----- Data for this task -----

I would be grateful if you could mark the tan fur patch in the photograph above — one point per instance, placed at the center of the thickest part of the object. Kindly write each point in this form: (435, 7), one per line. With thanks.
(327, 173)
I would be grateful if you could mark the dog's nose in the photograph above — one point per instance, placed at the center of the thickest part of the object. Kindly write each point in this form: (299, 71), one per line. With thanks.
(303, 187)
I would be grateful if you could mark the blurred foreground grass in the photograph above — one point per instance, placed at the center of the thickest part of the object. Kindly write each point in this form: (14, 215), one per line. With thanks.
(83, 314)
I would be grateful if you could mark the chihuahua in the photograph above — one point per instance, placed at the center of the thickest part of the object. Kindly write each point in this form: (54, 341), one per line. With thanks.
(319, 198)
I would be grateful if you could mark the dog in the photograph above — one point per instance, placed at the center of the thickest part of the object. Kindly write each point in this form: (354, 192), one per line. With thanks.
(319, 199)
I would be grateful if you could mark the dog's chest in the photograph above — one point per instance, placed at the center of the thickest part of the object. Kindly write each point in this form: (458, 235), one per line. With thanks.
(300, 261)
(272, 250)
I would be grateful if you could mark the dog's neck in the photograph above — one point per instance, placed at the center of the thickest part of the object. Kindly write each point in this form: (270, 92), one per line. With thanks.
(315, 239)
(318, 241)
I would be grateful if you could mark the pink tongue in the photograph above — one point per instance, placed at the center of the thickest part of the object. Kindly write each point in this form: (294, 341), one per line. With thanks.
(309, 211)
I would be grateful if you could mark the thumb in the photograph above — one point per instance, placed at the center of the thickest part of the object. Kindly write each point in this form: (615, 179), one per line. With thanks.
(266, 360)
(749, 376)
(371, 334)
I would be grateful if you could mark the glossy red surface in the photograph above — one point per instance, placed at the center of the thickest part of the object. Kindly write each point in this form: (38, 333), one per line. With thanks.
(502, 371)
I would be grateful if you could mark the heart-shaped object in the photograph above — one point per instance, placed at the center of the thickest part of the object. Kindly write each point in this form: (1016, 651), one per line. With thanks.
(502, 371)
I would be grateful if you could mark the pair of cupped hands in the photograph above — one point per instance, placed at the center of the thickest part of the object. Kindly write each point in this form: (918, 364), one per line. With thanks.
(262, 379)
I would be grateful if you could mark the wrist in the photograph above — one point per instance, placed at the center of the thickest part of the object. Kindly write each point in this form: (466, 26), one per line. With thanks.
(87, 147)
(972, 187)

-----

Task description: Repeat the listing exactly, leaving nothing out.

Output of the exercise:
I would be grateful if you could mark the tan fur patch in the photograph above — one point per instance, placed at the center of the thickest part of the object. Kindly write each point in this form: (435, 7), one per line. With thanks.
(327, 173)
I would be grateful if you could mark the dog's nose in the photograph above — one point per instance, placed at the center of the thickest part of the object. Kindly write each point in this form: (299, 71), one per line. With thanks.
(303, 187)
I would be grateful if you could mark the blurred foreground grass in the photograph above — one point per instance, placed at the center of the thickest part of the object. Kindly write each point in this form: (14, 215), one per line. With thanks.
(83, 314)
I would be grateful if you could mark the chihuahua in the photograph above — one point per instance, placed at the center of the thickest part of the object. Kindly write each point in this form: (54, 341), one per line. With thanks.
(319, 198)
I would be grateful if you could mark the dog in the photograph above — one point per instance, placed at the center of the thickest part of the object. Kindly write each point in this form: (354, 192), one per line. With thanks.
(319, 199)
I would be grateful if you could mark the dog's chest in the photograph above — one point per instance, placed at the center of the thickest part of the object. Kindly write each point in this form: (458, 235), one per line. With thanks.
(300, 261)
(272, 250)
I would be grateful if you could mark the dog's neck in the photograph above — one point per instance, placed at the center of the thickest part of the object. Kindly write each point in this form: (270, 92), one per line. With thanks.
(315, 239)
(318, 241)
I would be grateful if you could mark the pink tongue in the photograph above — one point per instance, placed at the center of the thickest part of the object. Kindly write each point in this form: (294, 341), one per line. With thanks.
(309, 211)
I would be grateful if you could mark the thumb in the photograph above — one point per instance, placed at the center of the thickest part of the object. Kindly write each point in this form: (615, 179), one per line. With thanks.
(266, 360)
(749, 376)
(371, 334)
I would be grateful if you could mark the glossy red surface in the photograph above — one point per instance, placed at the center of the thickest part of the object. Kindly write each point in this form: (38, 333), one per line. With thanks.
(502, 371)
I would be grateful if you could mark the heart-shaped object in the photograph above — one point per instance, placed at the center of the thickest part of the object. Kindly write each point in this form: (1016, 651), one per line. With thanks.
(502, 371)
I would be grateful if you could mark the pair of cupped hands in the photograph above — one point per instance, placed at the center of the thickest part of the object. Kindly write each point in this form: (918, 364), one per line. With thanks.
(262, 379)
I would be grateful if you could mark the wrist in the photograph above — one point per instance, placed at the center of the thickest part of the object. Kindly write each point in this form: (466, 26), one per line. With thanks.
(87, 147)
(972, 187)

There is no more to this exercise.